RECORDS PROVIDED »
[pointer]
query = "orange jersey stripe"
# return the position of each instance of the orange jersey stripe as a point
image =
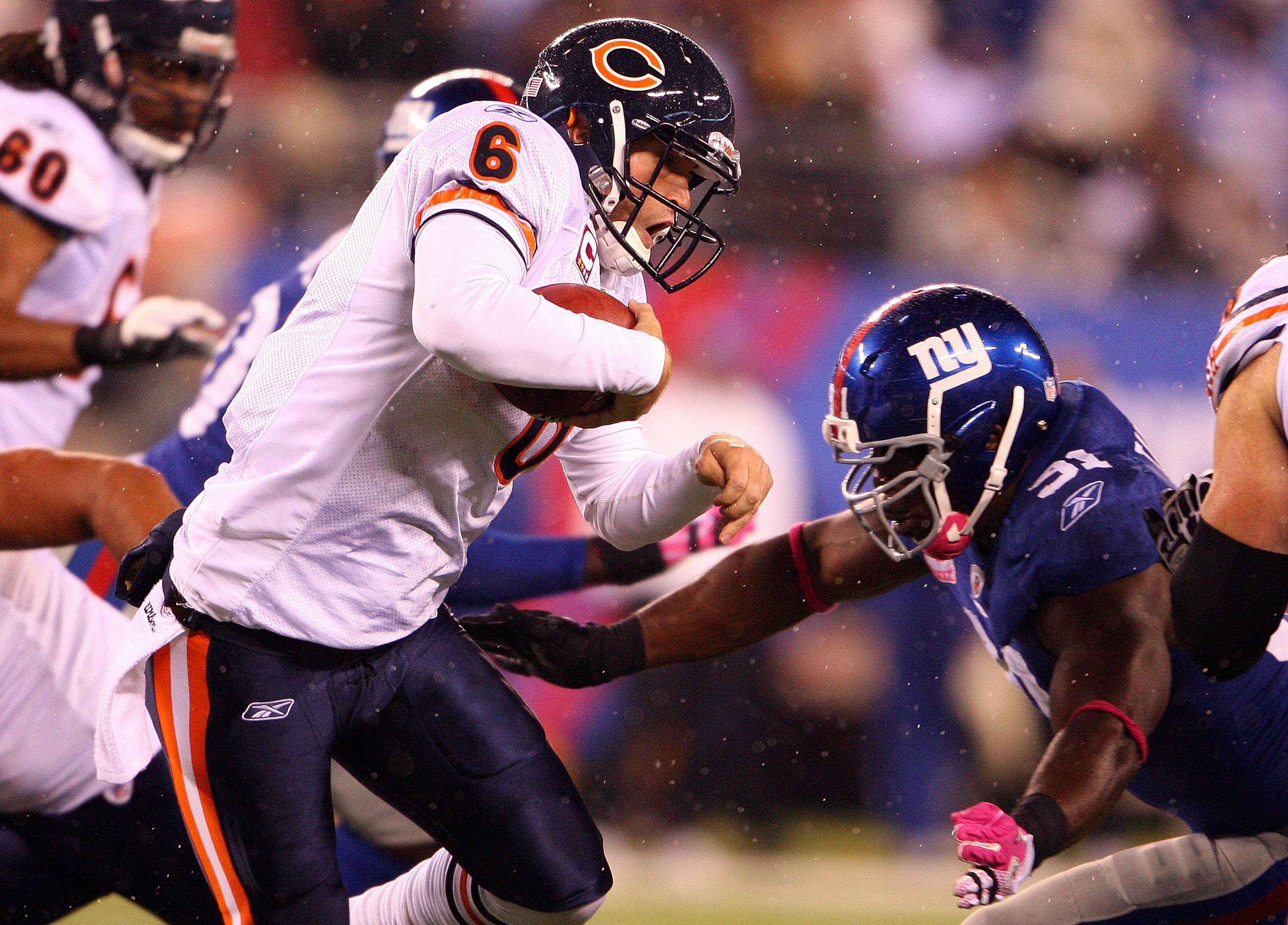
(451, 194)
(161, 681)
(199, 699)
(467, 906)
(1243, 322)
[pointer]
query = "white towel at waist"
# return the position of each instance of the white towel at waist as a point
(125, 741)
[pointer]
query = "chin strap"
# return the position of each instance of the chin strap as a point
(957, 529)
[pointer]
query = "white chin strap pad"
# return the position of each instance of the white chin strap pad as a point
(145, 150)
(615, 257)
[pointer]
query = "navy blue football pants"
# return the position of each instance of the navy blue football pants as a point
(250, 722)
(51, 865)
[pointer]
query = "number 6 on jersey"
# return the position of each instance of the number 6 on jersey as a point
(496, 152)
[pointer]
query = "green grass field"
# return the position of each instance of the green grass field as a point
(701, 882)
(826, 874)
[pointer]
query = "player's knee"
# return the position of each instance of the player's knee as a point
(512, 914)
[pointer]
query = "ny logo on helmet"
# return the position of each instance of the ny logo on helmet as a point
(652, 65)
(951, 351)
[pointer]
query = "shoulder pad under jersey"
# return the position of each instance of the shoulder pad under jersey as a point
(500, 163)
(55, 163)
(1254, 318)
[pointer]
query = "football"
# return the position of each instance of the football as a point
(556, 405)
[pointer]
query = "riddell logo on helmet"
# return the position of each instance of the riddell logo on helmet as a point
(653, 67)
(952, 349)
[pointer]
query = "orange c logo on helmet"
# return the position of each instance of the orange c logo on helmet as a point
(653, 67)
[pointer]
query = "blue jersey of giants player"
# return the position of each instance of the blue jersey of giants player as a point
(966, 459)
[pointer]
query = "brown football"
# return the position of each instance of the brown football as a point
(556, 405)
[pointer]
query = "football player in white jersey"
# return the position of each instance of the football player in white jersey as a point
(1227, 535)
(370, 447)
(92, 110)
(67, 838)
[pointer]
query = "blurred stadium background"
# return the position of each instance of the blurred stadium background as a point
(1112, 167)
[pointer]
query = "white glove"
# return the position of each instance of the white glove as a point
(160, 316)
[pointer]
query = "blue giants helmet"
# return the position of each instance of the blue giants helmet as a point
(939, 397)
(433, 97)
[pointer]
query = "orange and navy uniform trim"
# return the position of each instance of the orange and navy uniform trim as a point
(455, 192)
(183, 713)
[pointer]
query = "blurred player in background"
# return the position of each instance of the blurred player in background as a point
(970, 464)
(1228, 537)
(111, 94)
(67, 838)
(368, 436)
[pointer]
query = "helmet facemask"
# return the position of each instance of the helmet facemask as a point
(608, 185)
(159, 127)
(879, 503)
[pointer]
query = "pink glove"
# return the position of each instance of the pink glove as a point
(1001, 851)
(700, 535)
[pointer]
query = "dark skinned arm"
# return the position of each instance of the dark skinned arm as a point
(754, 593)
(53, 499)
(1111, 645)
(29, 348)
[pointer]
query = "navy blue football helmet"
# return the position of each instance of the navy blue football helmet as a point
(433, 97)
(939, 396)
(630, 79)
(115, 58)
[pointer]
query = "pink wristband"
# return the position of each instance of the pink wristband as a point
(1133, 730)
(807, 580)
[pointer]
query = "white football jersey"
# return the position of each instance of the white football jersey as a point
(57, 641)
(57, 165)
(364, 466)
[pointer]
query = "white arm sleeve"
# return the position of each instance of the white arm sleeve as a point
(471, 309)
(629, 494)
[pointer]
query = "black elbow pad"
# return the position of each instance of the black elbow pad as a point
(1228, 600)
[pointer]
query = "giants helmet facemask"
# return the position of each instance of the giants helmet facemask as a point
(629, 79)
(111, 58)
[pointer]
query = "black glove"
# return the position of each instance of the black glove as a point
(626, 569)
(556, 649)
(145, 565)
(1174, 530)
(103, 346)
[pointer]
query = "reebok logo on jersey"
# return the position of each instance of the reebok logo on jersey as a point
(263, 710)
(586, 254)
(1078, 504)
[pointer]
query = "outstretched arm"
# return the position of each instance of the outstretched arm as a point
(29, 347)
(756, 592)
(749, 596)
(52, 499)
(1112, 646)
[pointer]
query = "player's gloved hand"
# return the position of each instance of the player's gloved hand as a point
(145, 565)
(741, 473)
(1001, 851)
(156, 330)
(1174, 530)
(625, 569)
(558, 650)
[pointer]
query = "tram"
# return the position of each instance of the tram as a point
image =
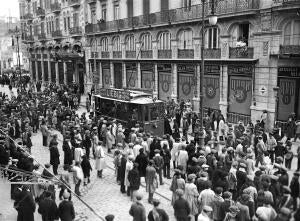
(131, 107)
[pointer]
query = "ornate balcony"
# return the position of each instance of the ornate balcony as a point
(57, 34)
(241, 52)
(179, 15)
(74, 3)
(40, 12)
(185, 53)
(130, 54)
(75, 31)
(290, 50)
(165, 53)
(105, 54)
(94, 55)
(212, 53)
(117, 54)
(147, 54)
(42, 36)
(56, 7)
==
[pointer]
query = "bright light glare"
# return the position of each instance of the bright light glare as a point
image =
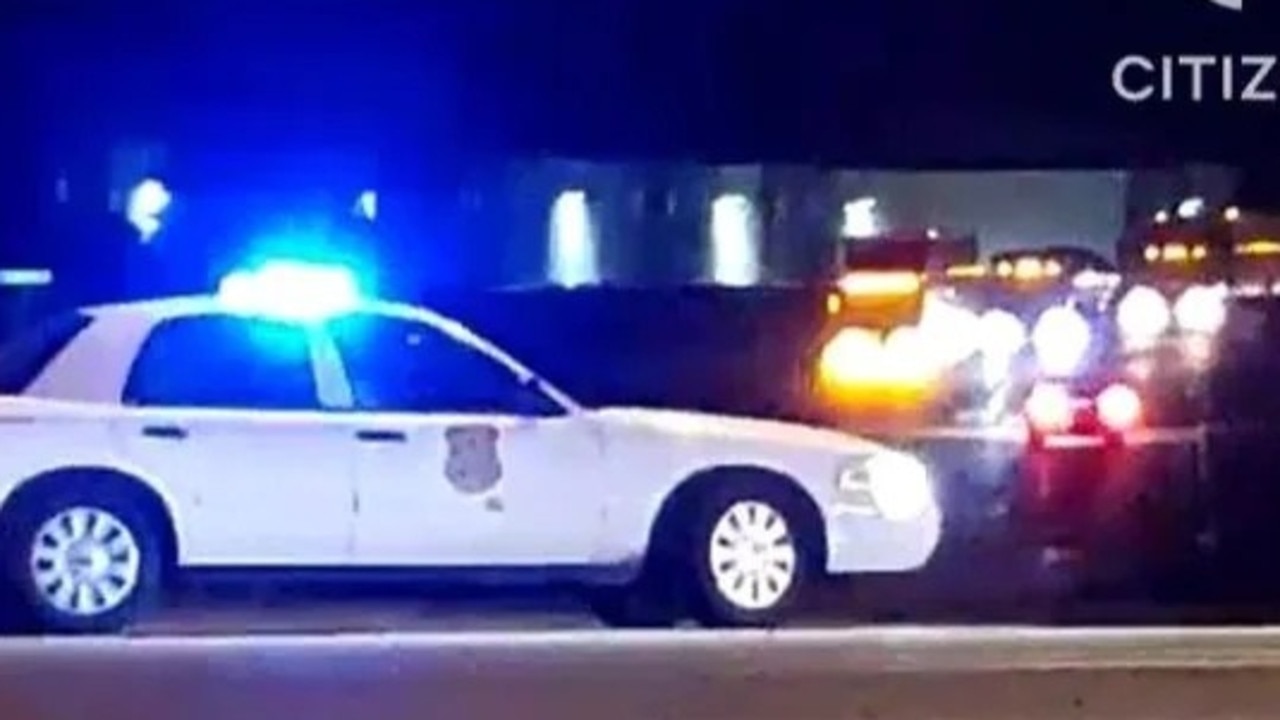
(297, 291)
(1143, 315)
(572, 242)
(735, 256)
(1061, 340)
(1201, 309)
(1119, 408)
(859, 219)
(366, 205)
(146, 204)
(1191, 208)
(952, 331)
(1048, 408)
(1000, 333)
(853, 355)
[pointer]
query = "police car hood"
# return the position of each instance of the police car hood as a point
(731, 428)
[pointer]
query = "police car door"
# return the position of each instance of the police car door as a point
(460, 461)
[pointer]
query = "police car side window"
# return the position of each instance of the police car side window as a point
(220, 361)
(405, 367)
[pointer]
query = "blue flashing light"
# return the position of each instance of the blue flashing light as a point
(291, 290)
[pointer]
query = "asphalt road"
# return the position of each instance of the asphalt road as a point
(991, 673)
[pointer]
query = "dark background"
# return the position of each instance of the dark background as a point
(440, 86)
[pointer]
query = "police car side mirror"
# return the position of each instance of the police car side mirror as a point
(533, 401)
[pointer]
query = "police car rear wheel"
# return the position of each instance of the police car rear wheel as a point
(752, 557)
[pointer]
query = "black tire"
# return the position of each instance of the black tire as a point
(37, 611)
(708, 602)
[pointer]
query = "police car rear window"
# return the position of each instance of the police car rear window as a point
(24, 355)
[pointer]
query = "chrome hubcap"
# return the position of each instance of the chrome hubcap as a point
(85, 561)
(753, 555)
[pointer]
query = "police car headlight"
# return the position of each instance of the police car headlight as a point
...
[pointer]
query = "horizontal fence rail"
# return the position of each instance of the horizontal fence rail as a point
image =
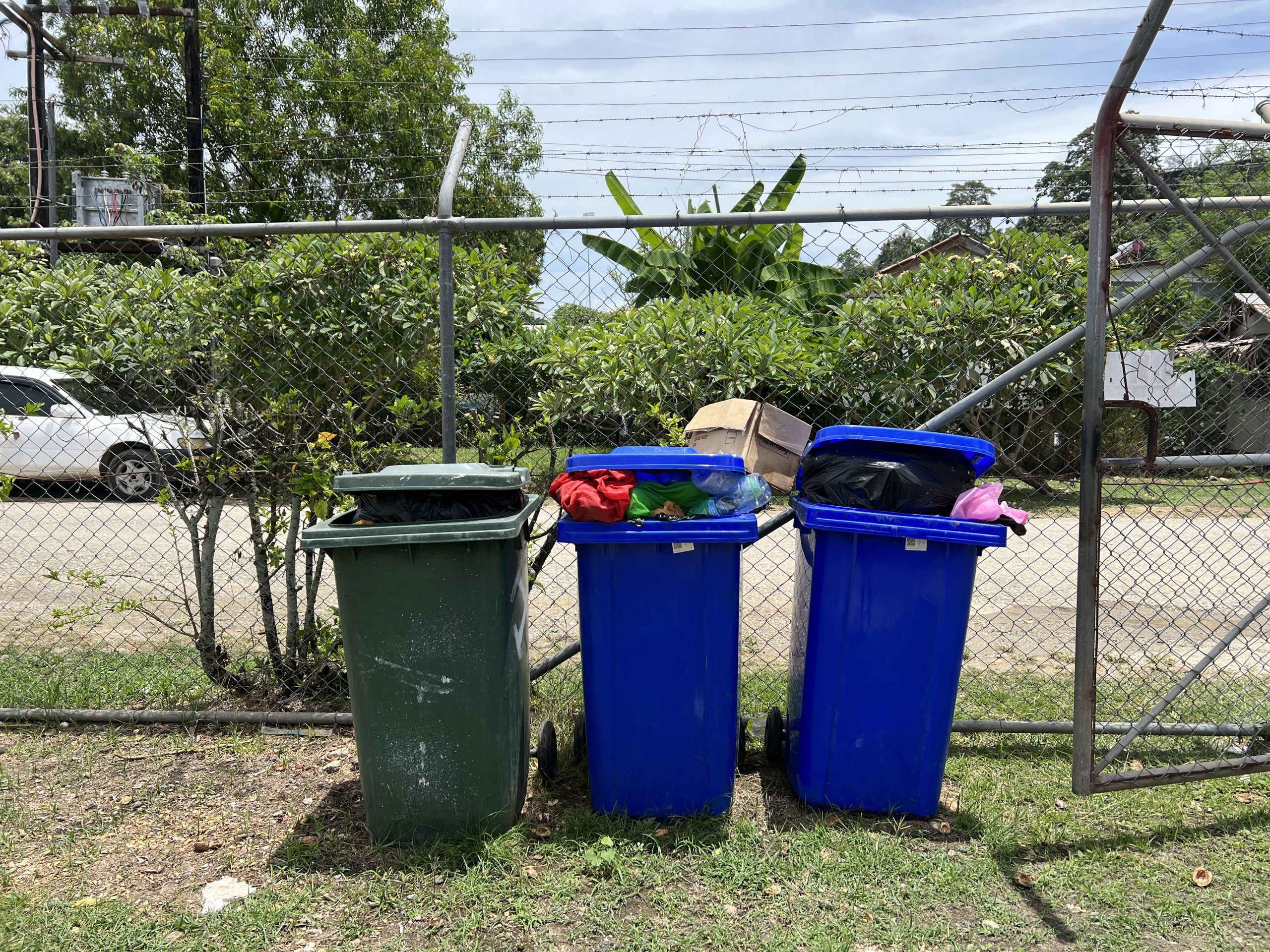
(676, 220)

THE PROBLEM »
Please give only the number of lines above that contain "glare".

FINAL ANSWER »
2